====== Record set ======

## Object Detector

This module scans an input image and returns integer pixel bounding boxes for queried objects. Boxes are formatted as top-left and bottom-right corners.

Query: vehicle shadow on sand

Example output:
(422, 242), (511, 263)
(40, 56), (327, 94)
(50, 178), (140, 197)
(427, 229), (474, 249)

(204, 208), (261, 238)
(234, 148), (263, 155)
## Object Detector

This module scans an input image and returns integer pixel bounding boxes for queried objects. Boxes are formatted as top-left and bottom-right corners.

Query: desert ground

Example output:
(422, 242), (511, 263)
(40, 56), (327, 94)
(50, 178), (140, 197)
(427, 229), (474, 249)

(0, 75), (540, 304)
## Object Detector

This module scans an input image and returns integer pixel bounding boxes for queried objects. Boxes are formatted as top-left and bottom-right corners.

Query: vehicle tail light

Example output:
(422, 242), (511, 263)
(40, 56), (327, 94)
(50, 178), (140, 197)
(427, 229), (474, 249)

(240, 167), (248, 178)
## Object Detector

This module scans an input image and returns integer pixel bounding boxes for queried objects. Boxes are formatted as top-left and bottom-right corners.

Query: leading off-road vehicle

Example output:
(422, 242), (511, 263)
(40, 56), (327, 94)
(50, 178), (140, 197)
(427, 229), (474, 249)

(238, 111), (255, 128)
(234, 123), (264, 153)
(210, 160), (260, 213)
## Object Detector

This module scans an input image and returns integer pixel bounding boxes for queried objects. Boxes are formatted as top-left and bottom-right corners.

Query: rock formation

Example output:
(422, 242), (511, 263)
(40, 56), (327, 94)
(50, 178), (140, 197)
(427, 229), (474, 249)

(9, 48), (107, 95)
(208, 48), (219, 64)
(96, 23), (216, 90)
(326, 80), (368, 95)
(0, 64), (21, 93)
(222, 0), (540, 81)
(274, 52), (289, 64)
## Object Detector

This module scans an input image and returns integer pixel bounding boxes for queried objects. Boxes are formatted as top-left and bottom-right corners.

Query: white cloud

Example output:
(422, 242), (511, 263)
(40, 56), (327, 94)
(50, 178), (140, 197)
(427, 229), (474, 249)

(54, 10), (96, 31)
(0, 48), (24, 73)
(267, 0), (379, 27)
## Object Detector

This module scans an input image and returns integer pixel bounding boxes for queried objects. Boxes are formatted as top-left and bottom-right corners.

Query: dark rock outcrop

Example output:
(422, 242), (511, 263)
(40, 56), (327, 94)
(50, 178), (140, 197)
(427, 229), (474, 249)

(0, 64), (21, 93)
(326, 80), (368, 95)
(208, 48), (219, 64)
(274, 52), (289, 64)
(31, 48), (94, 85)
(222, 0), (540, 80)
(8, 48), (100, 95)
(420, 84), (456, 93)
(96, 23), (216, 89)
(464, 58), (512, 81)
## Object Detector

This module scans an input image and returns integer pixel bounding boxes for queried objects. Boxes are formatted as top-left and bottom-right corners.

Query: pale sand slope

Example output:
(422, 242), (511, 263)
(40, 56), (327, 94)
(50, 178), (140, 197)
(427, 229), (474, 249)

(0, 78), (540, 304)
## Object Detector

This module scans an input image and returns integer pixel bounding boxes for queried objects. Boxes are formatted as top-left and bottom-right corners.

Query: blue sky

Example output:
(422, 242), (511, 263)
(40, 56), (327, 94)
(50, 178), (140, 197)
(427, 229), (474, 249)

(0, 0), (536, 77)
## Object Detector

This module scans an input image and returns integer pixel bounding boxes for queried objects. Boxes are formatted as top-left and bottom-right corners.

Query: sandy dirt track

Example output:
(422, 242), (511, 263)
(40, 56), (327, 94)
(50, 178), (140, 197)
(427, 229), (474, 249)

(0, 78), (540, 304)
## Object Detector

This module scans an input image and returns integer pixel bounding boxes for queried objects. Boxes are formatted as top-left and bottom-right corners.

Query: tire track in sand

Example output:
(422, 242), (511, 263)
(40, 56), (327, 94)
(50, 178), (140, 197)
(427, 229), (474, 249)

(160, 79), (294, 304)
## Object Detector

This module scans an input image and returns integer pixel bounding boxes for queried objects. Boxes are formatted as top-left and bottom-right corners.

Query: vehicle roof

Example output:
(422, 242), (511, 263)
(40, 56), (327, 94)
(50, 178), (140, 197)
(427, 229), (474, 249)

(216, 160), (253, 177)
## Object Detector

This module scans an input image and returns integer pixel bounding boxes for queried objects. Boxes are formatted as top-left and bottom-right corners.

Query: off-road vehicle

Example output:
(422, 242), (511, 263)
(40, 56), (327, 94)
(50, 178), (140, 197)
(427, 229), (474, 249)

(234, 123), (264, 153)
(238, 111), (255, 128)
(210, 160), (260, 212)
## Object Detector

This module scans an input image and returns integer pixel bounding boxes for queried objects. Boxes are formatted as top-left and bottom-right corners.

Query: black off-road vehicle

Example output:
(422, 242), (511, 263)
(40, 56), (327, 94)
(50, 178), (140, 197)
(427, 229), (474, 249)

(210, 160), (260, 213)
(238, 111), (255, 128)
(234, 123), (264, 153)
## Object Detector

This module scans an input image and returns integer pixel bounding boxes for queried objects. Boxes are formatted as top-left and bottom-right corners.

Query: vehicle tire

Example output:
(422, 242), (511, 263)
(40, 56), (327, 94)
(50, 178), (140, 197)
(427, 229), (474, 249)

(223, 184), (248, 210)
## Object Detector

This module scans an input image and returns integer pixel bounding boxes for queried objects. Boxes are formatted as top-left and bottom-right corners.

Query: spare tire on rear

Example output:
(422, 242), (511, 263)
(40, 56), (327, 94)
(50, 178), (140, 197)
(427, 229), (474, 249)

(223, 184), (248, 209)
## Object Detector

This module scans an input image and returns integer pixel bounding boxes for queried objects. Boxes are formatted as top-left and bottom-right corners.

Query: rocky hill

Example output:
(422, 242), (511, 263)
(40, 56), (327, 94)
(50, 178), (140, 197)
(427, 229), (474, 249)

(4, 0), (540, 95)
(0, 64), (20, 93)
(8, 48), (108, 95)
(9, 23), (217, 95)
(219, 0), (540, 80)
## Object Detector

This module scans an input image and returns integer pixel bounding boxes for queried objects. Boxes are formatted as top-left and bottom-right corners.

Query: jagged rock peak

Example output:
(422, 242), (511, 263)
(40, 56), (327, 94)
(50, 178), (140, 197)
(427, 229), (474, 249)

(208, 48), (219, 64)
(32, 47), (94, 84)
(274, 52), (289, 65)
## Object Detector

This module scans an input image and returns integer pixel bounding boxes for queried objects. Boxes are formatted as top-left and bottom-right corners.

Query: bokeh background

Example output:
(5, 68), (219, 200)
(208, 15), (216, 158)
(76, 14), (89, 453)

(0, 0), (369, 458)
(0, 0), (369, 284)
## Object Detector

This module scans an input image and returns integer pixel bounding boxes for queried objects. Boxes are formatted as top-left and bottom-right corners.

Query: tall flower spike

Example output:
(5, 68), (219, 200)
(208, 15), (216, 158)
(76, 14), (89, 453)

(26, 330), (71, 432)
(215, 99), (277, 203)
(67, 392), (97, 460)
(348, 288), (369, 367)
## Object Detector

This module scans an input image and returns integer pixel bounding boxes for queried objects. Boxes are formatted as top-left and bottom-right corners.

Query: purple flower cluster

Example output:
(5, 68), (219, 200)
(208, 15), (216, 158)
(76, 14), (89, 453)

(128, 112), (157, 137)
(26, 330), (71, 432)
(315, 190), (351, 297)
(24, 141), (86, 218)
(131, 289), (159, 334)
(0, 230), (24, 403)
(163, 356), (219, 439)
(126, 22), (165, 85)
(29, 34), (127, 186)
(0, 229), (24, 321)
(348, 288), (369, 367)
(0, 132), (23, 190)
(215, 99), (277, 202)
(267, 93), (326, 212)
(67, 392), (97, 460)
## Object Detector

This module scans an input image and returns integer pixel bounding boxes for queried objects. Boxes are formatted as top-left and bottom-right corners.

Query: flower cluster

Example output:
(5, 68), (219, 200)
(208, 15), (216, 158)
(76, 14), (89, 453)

======

Aim of the exercise — Reproduce the records word for word, starting at their first line and ending at the line that contains "(204, 208), (261, 238)", with that line included.

Complete answer —
## Object Detector

This module scans an input image and returns integer pixel bounding boxes for queried objects. Boxes are formatted as top-left and bottom-right corners.

Query: vehicle shadow on sand

Example output:
(422, 242), (511, 263)
(40, 56), (327, 94)
(50, 178), (140, 197)
(427, 229), (474, 249)

(204, 208), (261, 238)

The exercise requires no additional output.